- Problem to solve -
Resume the article on minimalist nativity sets, continuing it after its last sentence.

- Passage for review -
A couple of pulled apart liquorice allsorts; laboratory sample tubes; several wooden blocks that cost US$225 – in 2020, anything can be a nativity.
This week the internet gathered around to puzzle over a festive selection of “minimalist nativity sets” discovered by a Twitter user Kirby Jones, in a post that has been liked nearly half a million times.
The four sets discovered by Jones inspired others to post their own favourite odd nativities – fitting for a year in which the coronavirus pandemic means Christmas looks very different.
This year even the Christmas mass in Bethlehem on the West Bank – the setting for nativity scenes that depict the birth of Jesus Christ in a stable – will be closed to the public over coronavirus fears. Normally, hundreds of believers attend midnight mass at the Saint Catherine Church next to the Church of the Nativity.
Into the gap left by actual nativity scenes has stepped minimalist nativity, crafted out of found objects or even happened upon accidentally. In the process, every day items have been transformed into gatherings of mother, child, Joseph, the three kings and various animals.

[Saved data entries]
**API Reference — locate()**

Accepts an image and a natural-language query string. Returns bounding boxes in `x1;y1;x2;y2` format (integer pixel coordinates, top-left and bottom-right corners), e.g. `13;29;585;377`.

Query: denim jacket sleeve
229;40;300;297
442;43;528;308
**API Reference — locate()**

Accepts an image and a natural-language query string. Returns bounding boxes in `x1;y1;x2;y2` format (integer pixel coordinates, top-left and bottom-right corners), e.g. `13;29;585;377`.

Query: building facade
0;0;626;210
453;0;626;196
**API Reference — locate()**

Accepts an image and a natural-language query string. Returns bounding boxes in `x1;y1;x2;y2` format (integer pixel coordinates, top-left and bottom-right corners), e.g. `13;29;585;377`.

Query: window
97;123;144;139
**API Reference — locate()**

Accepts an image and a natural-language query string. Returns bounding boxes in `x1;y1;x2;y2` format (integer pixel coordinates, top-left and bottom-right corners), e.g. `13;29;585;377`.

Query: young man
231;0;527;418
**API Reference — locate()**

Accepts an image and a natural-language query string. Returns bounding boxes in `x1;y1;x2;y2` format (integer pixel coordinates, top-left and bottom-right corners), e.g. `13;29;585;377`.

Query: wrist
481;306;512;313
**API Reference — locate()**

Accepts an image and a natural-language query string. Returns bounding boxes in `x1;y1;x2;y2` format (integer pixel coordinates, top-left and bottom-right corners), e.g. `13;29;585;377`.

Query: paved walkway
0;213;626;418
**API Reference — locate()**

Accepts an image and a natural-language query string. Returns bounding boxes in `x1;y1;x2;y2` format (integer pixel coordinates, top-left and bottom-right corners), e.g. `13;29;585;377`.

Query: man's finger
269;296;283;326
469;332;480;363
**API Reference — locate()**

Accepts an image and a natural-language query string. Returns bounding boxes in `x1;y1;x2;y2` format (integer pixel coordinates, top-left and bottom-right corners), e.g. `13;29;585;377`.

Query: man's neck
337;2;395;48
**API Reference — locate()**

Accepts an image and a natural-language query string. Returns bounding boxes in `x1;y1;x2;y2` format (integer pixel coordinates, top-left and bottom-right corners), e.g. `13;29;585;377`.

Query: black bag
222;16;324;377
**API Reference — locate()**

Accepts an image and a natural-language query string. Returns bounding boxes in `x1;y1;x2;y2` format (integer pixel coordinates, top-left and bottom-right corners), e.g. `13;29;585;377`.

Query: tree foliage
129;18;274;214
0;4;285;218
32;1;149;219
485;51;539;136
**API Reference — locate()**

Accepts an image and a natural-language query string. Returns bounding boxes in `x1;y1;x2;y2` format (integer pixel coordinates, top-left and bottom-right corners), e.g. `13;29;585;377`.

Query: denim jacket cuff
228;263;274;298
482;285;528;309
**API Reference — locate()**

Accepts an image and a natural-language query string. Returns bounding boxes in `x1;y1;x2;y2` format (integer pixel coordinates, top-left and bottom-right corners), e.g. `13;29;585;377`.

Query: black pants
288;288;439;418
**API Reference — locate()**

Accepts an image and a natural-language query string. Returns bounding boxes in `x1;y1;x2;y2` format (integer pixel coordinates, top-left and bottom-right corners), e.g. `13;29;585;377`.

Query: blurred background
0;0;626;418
--
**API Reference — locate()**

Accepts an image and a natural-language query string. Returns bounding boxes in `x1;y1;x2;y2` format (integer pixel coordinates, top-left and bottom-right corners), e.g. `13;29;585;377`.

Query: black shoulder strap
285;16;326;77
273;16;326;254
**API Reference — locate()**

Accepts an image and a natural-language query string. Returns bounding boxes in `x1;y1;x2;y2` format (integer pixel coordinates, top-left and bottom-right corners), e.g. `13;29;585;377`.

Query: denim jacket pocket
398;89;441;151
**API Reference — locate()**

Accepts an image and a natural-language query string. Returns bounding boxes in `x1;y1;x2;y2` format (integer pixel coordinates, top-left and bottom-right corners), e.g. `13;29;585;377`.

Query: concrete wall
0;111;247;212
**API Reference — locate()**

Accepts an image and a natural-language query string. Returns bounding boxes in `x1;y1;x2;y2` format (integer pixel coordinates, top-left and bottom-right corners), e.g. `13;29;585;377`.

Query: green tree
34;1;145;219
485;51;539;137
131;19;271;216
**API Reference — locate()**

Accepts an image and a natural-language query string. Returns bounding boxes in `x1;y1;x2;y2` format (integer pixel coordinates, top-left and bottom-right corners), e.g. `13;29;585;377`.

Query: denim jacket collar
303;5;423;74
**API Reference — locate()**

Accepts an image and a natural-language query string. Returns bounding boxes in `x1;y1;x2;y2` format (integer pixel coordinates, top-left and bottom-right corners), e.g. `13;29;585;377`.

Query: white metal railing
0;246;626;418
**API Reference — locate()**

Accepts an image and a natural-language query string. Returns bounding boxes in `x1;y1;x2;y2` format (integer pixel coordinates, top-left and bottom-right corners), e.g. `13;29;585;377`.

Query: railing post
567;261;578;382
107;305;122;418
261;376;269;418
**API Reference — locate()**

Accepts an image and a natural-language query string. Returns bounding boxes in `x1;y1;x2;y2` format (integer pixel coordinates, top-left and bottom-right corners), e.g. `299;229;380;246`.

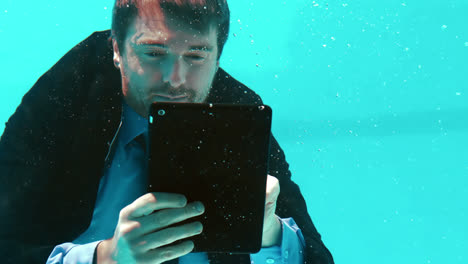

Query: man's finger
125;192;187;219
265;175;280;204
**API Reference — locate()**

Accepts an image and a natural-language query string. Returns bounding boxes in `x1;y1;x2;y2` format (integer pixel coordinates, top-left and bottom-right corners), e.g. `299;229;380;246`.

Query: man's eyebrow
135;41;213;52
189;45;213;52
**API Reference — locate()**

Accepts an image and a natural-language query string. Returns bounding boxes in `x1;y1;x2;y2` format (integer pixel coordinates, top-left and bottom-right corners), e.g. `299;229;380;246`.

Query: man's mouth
...
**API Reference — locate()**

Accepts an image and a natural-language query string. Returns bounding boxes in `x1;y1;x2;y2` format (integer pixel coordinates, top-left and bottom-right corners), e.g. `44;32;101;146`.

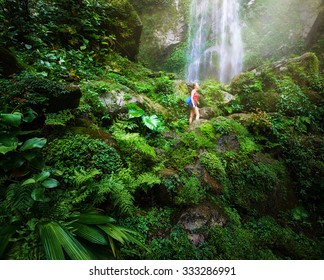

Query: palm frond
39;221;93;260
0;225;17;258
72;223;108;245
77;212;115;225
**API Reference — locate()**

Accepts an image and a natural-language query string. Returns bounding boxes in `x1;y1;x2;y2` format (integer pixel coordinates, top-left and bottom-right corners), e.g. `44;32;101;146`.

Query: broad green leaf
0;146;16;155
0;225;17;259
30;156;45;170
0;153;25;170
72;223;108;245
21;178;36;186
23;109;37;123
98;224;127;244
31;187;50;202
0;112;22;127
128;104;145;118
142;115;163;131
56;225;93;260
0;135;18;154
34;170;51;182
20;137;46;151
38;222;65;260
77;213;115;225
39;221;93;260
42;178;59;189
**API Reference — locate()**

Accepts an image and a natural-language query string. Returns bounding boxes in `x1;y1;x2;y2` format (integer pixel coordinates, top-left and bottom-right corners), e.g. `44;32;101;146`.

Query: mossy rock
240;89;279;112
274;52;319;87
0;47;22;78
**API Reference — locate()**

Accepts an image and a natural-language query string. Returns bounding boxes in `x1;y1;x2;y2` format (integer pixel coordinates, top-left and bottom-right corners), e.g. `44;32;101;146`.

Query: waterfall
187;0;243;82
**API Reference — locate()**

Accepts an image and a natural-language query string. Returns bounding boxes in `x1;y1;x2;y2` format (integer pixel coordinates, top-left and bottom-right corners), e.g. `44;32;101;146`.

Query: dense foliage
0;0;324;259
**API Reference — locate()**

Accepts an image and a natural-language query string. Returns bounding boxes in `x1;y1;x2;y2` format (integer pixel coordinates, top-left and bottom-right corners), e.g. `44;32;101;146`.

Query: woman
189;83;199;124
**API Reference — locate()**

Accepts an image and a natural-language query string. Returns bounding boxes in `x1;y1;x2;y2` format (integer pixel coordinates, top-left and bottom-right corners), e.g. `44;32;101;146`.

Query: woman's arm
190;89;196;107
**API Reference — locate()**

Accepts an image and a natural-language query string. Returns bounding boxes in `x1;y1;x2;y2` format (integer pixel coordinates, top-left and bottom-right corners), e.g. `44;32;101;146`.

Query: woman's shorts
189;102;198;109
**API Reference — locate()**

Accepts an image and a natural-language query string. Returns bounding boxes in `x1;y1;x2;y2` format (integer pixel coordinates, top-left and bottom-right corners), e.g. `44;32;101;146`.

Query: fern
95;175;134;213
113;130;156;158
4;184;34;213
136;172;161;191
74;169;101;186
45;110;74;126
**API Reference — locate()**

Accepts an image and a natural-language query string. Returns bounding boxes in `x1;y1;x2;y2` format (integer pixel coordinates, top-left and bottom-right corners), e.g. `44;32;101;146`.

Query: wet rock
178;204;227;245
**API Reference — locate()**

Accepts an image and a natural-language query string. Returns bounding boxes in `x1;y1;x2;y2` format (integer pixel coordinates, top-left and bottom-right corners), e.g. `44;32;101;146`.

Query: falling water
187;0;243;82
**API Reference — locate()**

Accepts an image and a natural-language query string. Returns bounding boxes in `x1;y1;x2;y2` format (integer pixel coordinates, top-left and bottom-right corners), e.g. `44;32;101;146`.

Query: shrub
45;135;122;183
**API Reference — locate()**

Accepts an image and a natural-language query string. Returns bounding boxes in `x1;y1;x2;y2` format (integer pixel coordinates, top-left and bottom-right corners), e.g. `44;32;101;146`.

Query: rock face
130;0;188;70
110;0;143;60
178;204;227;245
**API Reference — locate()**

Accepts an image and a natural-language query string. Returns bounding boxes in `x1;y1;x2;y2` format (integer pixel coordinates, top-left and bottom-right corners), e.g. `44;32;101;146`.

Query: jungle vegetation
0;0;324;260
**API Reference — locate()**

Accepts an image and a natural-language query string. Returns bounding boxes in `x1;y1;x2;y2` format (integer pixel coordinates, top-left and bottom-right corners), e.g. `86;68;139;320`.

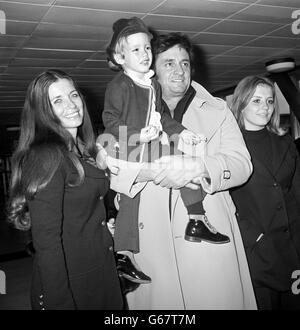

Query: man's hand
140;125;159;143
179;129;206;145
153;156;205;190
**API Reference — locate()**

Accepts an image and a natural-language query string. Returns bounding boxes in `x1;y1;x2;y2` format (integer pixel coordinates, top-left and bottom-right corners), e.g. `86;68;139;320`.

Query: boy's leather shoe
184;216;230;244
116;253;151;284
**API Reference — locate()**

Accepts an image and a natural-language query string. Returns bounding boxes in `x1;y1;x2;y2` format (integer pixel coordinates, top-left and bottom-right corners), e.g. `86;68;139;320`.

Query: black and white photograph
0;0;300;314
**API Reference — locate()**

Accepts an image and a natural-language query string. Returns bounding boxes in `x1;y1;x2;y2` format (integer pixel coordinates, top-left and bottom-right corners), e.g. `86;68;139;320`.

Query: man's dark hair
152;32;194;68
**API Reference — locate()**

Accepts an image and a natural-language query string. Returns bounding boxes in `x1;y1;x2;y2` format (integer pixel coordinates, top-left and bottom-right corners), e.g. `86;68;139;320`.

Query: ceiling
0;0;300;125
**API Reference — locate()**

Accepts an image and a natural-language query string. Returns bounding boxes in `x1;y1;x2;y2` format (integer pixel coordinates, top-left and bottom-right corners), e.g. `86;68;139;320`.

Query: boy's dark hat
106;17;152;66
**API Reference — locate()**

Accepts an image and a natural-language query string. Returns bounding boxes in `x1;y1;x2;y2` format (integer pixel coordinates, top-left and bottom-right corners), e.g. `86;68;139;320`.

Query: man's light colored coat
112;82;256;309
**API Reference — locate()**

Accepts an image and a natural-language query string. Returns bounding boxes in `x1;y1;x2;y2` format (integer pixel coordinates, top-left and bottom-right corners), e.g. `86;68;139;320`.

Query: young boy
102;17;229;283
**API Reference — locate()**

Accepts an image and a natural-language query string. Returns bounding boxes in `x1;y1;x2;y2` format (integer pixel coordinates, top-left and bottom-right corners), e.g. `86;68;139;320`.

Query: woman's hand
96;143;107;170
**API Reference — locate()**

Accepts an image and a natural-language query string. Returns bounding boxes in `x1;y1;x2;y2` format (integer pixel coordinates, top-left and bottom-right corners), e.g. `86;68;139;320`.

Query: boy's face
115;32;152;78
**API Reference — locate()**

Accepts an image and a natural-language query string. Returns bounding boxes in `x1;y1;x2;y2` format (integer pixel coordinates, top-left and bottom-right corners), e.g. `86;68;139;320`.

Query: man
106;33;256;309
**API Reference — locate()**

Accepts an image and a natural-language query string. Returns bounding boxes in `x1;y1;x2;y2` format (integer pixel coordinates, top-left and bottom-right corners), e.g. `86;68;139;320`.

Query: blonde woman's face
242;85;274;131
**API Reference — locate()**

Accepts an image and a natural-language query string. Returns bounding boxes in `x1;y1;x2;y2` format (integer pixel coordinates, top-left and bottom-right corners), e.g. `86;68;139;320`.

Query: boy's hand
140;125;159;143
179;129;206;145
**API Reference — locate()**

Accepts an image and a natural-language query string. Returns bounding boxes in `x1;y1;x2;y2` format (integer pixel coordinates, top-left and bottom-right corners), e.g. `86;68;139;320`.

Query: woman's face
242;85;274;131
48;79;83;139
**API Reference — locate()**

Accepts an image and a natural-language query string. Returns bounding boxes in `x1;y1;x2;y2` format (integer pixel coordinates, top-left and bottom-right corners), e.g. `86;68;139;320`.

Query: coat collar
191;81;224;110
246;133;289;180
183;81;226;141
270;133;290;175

- Exercise output -
In one a science-themed version, an angel’s halo was made from the cap liner of a cryotube. In others, Poker chips and cacti played the three wise men.
In what one user claimed was “accidental minimalist activity”, but could have been a holy apparition – a toilet roll symbolised the newborn Baby Jesus, who slept in the heavenly peace under the watchful gaze of two cans of toilet spray. In other minimalist nativities, the role of Baby Jesus was performed by an old slice of apple, a bottle of pills, a miniature jar of raspberry jam, Pikachu, a purple earplug, salt, and a grape.
One user complained that “we’ve Marie Kondo’d the birth of christ,” while others began to see nativity scenes in everything.
“Please tell me I’m not the only one who does this,” asked a person in a post showing a collection of neatly dissected liquorice allsorts.
“I thought you were creating a minimalist nativity scene”, wrote another in response.